* [Excerpt provided]
======
Press - Fats Domino I’ve Been Around - The Complete Imperial and ABC Recordings - shepherdexpress.com

A case could be made for 1948 as the birthdate of rock and roll. "Okie Boogie," recorded that year by The Maddox Brothers and Rose, was western swing stripped to bedrock with a furiously pounding rhythm yanking the usually tragic pedal steel along for a reckless ride. Then again, a track by Bob Wills and his Texas Playboys, "Seven Come Eleven," recorded in 1945 and also included in The Bakersfield Sound, also hints at rockabilly with its fierce slapping rhythm.

The Bakersfield Sound is a magnificently authoritative 10-CD box set whose heavily illustrated hardbound book contains artist bios and track-by-track notations. Wills was included in the set for his seminal influence on the country music scene that coalesced in the environs of Bakersfield, Calif. The city was a mecca for Dust Bowl refugees with farm fields and oil wells offering work for any man willing to roll up his sleeves. Honky-tonks were their place of refuge when the workday ended.
======
In the passage on The Bakersfield Sound, what year was "Seven Come Eleven" by Bob Wills and his Texas Playboys recorded?

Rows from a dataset
======
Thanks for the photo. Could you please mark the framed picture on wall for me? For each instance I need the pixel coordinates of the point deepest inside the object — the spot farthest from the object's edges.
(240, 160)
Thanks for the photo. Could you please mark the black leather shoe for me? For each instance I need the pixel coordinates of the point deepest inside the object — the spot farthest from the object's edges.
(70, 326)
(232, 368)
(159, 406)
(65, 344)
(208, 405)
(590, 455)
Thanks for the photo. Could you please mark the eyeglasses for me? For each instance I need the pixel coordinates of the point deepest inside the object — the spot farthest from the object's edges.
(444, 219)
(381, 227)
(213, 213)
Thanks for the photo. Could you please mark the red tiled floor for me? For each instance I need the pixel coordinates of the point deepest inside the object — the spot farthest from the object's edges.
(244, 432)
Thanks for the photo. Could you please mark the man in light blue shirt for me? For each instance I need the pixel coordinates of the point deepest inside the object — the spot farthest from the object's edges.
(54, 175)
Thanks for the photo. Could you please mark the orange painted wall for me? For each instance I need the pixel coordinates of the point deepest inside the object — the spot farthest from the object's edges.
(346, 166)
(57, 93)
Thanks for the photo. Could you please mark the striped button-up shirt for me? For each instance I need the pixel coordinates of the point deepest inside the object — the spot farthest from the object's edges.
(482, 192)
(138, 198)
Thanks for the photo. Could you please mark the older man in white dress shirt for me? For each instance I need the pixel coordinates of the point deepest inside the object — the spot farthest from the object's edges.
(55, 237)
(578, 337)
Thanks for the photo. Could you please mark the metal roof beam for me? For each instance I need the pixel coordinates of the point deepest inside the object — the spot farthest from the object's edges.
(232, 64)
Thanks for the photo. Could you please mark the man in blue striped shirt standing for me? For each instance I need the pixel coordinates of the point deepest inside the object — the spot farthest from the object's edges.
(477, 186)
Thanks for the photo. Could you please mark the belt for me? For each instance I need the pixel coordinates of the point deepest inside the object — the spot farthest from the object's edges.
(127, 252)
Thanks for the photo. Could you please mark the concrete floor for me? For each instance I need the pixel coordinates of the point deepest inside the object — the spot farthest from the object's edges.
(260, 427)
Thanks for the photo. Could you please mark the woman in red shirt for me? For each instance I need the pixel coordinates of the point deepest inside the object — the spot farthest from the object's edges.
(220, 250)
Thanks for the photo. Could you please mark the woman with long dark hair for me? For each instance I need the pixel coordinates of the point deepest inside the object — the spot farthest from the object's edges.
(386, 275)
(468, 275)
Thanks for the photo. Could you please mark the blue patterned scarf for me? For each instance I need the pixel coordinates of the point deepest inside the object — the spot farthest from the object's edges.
======
* [Exercise output] 1945